Extracted records:
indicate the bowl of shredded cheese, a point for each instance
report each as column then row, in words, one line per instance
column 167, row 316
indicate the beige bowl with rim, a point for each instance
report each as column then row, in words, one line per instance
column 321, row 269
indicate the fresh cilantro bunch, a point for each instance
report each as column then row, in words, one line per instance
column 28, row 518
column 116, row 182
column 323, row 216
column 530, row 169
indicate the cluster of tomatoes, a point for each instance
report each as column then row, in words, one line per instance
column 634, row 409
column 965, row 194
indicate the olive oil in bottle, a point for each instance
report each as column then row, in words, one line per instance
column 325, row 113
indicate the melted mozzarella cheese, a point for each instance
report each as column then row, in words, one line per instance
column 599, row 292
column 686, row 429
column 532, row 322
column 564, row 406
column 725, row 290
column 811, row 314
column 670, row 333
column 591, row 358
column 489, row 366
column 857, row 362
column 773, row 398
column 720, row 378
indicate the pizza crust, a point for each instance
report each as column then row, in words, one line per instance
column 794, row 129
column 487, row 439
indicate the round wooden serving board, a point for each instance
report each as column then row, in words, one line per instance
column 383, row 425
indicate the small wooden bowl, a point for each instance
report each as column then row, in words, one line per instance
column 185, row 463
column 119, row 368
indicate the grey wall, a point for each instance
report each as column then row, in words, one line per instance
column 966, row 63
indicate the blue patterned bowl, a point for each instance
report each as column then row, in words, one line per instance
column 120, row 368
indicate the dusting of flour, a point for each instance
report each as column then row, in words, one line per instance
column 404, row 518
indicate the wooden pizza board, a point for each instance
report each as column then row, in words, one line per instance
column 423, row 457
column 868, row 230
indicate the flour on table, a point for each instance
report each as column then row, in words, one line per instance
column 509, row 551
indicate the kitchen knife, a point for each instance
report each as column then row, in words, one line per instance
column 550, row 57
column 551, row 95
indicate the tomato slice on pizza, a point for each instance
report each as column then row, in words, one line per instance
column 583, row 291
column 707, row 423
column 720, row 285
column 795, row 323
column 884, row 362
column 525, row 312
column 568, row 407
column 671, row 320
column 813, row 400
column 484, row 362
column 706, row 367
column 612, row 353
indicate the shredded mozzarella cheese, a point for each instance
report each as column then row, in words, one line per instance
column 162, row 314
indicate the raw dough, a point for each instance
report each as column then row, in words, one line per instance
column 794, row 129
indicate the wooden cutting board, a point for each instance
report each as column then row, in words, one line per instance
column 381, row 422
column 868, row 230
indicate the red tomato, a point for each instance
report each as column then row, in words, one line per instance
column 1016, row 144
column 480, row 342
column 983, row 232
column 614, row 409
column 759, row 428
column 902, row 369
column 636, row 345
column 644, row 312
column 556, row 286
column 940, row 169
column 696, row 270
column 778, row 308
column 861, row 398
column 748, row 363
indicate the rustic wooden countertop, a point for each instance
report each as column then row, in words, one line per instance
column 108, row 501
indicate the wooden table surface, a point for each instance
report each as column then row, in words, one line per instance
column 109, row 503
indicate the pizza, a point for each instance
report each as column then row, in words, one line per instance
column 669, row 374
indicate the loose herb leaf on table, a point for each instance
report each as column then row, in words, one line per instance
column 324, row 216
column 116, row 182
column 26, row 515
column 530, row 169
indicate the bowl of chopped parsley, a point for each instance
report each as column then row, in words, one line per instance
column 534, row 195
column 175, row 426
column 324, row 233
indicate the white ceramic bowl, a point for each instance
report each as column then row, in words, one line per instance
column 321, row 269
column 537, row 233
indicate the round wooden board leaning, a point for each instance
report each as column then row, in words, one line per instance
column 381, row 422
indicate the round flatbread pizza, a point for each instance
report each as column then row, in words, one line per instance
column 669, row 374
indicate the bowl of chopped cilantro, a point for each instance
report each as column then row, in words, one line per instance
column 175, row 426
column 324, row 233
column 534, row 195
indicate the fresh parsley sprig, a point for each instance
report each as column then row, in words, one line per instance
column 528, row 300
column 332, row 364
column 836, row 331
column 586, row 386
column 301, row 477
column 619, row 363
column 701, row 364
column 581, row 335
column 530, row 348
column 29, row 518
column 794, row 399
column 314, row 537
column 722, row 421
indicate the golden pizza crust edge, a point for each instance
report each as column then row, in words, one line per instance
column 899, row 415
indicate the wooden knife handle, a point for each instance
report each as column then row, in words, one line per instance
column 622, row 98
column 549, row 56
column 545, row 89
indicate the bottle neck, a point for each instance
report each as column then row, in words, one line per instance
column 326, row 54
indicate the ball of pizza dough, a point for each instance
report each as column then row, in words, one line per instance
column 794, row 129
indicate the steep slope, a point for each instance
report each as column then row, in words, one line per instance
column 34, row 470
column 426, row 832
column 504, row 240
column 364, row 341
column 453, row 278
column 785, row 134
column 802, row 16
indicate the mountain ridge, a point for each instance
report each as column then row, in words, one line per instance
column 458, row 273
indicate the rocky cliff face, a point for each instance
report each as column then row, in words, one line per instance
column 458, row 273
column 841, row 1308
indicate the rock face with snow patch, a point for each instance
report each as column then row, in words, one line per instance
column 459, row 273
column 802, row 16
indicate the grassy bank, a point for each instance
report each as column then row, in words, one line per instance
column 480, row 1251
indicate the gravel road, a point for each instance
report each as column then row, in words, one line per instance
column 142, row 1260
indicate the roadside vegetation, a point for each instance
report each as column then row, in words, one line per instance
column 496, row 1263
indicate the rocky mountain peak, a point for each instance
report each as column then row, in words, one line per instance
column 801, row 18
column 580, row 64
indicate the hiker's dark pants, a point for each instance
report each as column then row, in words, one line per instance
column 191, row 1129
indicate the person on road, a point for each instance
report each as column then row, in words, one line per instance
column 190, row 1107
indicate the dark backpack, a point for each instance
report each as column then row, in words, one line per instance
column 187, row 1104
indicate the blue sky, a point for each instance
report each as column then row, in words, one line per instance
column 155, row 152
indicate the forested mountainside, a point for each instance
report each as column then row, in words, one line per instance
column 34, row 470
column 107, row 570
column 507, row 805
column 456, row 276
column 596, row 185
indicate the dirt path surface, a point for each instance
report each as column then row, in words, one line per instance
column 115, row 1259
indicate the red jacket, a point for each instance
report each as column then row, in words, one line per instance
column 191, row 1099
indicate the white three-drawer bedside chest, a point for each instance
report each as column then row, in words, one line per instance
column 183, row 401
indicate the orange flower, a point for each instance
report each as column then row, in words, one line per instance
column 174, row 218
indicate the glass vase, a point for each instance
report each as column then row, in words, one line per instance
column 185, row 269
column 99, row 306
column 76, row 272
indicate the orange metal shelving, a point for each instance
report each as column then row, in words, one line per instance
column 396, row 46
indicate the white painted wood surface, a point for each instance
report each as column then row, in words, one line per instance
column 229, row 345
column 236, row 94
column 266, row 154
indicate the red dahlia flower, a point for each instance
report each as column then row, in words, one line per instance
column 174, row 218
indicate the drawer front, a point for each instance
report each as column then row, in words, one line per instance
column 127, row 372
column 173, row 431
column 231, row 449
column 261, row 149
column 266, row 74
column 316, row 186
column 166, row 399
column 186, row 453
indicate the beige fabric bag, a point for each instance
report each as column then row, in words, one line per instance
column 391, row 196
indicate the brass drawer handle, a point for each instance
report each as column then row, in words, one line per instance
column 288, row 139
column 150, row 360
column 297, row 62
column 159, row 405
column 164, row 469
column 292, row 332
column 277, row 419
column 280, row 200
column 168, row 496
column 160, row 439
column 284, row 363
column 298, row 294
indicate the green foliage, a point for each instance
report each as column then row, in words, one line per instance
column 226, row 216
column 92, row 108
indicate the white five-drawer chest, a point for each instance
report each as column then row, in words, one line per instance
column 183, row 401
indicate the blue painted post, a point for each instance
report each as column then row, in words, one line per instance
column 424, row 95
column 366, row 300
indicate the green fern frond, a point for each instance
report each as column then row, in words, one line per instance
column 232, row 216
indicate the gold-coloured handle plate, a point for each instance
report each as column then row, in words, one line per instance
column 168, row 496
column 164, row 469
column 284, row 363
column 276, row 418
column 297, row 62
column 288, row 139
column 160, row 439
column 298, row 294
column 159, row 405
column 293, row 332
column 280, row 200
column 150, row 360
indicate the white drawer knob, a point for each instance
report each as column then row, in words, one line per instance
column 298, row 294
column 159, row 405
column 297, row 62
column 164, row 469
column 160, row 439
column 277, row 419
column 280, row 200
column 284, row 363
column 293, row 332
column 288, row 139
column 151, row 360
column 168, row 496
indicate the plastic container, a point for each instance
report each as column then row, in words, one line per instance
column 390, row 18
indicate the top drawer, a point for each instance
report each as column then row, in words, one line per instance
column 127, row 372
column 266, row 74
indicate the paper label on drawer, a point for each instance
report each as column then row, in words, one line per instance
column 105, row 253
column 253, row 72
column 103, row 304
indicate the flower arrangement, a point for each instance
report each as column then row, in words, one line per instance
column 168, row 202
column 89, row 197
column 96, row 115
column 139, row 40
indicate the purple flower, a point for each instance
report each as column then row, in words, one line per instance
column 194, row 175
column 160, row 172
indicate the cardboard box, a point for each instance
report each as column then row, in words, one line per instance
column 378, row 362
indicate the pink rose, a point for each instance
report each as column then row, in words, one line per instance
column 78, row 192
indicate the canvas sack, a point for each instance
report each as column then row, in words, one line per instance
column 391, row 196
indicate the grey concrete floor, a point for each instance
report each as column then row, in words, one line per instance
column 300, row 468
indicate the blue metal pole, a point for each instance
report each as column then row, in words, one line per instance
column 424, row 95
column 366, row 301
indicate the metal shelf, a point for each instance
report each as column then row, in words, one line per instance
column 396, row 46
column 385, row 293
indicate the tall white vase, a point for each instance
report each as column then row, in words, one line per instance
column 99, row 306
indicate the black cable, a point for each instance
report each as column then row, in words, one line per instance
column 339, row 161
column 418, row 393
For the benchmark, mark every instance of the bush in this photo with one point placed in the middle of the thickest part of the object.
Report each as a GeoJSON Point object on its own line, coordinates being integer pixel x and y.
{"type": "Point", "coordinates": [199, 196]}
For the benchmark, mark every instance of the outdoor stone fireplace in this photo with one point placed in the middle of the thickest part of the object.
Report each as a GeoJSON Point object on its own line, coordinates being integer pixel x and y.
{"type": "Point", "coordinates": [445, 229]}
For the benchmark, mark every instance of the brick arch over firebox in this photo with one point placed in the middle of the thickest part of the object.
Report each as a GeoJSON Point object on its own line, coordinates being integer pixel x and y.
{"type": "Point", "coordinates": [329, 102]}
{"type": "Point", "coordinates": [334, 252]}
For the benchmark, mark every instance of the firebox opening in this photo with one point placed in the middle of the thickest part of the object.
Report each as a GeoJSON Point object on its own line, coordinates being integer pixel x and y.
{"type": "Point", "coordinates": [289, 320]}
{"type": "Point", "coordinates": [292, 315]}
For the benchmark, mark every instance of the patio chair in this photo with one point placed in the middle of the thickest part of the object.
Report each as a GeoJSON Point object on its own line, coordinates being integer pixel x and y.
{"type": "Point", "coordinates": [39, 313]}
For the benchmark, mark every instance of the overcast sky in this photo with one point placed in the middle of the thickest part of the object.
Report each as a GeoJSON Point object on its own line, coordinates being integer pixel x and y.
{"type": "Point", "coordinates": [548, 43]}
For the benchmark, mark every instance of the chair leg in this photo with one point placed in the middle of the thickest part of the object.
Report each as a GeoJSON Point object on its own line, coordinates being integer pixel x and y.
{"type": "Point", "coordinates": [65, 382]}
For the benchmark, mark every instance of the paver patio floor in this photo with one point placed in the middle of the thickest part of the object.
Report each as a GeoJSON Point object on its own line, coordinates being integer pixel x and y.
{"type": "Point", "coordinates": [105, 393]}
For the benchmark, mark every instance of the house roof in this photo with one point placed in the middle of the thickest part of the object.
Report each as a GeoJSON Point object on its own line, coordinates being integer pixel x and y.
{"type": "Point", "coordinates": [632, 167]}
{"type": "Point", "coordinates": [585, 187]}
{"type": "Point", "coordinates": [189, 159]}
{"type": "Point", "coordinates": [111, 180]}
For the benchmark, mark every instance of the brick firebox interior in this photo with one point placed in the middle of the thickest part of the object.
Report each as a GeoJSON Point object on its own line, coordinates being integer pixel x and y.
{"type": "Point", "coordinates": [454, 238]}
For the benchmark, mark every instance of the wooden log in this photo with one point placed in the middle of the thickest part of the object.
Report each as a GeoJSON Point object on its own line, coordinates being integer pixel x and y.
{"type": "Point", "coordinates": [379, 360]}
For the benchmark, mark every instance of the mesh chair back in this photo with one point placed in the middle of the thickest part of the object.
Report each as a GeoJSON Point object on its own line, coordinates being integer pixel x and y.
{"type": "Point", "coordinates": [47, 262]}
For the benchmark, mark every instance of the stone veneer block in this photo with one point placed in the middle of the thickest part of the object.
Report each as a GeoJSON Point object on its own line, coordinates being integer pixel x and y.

## WRITTEN TASK
Through the last line of the entries above, beginning at the line containing "For the benchmark, mark every instance of the house", transcribe each line exactly, both ends included and nothing more.

## REPLY TO THE EXERCISE
For the benchmark, mark every instance of the house roof in this photo with one point placed in the middle of the thickest part of the object.
Report each as a GeoJSON Point object on its own line, coordinates being integer pixel x and y.
{"type": "Point", "coordinates": [632, 167]}
{"type": "Point", "coordinates": [585, 187]}
{"type": "Point", "coordinates": [189, 159]}
{"type": "Point", "coordinates": [111, 180]}
For the benchmark, mark every instance of the brick firebox interior in this photo with one point placed in the middle of the thickest part of the object.
Report each as a GeoJSON Point object on its own line, coordinates being integer pixel x and y.
{"type": "Point", "coordinates": [454, 238]}
For the benchmark, mark every instance of the wooden log in this photo with one point placed in the middle of the thickest part of the object.
Report each as a GeoJSON Point object on its own line, coordinates being integer pixel x and y.
{"type": "Point", "coordinates": [379, 360]}
For the benchmark, mark every instance of the mesh chair back in this photo with one point placed in the middle of the thickest part of the object.
Report each as a GeoJSON Point object on its own line, coordinates being integer pixel x and y.
{"type": "Point", "coordinates": [47, 262]}
For the benchmark, mark every instance of the stone veneer block in this photo with one point placed in the middle of the thickest part of the object.
Report each as a GeoJSON Point object on its own line, coordinates being integer pixel x and y.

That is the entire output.